╭─ FONTE

Acomodar tantos aliados tem um preço que já está sendo cobrado. E essa constatação sugere ser precipitada a ideia de que a fatura do presidente eleito, Luiz Inácio Lula da Silva, com forças políticas estaria saturada com a aprovação da PEC da Transição – em votação pendente no Câmara.
A duas semanas da posse do novo governo, o mercado está arisco. Aflige investidores e gestores a percepção de que é real o risco de politização de cargos-chave no governo Lula. Mas o momento fortalece Fernando Haddad no comando do Ministério Fazenda como interlocutor do mercado com o governo.
Declarações de Haddad, na quarta-feira, 14 de dezembro, foram decisivas para acalmar o mercado e conter a sangria na bolsa de valores, onde o Ibovespa chegou a zerar os ganhos do ano.

╰─
╭─ CONJUNTO DE REGISTROS

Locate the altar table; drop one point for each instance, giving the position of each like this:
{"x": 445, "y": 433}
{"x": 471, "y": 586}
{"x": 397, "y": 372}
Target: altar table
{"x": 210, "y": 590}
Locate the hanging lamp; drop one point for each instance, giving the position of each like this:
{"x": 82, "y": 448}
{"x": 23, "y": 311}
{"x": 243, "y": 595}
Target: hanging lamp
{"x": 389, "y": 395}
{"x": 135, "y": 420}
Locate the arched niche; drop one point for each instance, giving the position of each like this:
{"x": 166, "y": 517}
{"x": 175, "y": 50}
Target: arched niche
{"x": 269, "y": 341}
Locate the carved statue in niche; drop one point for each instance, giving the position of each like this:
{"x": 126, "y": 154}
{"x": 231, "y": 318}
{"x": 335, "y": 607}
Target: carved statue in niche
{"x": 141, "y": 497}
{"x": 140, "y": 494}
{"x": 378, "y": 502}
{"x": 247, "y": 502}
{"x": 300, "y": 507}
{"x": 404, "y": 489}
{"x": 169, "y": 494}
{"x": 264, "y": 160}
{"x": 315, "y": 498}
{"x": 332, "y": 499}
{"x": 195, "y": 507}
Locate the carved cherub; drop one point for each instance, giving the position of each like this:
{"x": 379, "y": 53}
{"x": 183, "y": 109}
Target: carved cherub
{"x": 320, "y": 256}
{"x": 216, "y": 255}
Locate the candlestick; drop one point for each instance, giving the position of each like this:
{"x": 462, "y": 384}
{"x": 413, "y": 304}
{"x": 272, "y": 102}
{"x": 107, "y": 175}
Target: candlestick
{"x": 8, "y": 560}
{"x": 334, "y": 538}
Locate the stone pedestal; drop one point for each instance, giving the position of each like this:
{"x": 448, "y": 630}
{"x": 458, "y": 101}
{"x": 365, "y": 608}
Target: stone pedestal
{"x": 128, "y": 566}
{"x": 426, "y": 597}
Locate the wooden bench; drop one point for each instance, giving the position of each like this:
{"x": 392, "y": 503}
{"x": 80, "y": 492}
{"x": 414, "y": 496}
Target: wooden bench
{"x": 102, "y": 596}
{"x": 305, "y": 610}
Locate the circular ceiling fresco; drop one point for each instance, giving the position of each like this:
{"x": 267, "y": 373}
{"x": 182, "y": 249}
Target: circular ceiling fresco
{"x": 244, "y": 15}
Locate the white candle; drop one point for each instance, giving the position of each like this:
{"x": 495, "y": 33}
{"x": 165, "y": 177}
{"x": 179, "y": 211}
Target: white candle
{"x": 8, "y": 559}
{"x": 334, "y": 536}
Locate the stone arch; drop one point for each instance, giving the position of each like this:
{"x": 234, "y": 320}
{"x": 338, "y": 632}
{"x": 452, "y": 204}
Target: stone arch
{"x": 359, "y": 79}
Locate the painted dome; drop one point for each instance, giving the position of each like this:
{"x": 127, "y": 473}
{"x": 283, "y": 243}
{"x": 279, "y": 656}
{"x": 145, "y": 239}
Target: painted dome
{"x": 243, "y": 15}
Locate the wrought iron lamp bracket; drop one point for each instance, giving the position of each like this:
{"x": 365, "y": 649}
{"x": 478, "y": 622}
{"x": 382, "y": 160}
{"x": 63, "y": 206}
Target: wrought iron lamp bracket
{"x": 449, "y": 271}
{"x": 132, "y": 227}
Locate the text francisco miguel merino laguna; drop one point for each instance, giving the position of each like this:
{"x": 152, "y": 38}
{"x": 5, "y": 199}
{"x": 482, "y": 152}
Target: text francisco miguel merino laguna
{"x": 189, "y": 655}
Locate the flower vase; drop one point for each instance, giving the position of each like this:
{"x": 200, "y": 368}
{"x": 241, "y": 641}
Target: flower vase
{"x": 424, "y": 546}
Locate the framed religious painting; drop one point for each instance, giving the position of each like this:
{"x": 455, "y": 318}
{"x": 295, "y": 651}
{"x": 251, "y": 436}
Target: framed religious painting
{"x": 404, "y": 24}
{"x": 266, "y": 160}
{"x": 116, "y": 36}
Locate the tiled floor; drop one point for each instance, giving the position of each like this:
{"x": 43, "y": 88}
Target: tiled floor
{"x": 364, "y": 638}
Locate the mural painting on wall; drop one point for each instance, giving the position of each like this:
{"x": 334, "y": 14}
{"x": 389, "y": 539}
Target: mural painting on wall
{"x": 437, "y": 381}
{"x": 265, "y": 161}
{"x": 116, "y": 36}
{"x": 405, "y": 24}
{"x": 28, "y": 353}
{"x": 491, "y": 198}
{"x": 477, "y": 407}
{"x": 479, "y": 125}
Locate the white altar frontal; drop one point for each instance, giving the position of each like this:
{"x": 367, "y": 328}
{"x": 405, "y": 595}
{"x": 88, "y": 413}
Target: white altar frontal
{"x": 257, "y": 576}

╰─

### TAREFA ESCRITA 1
Reescreva o trecho do texto sobre o governo Lula que começa nas palavras "A duas semanas" e vai até "com o governo.", inclusive, substituindo "mercado" por "setor financeiro".
### TAREFA ESCRITA 2
Transcreva todas as linhas dos registros em que aparece a palavra "dome".

### RESULTADO DO EXERCÍCIO 1
A duas semanas da posse do novo governo, o setor financeiro está arisco. Aflige investidores e gestores a percepção de que é real o risco de politização de cargos-chave no governo Lula. Mas o momento fortalece Fernando Haddad no comando do Ministério Fazenda como interlocutor do setor financeiro com o governo.

### RESULTADO DO EXERCÍCIO 2
Locate the painted dome; drop one point for each instance, giving the position of each like this:
Target: painted dome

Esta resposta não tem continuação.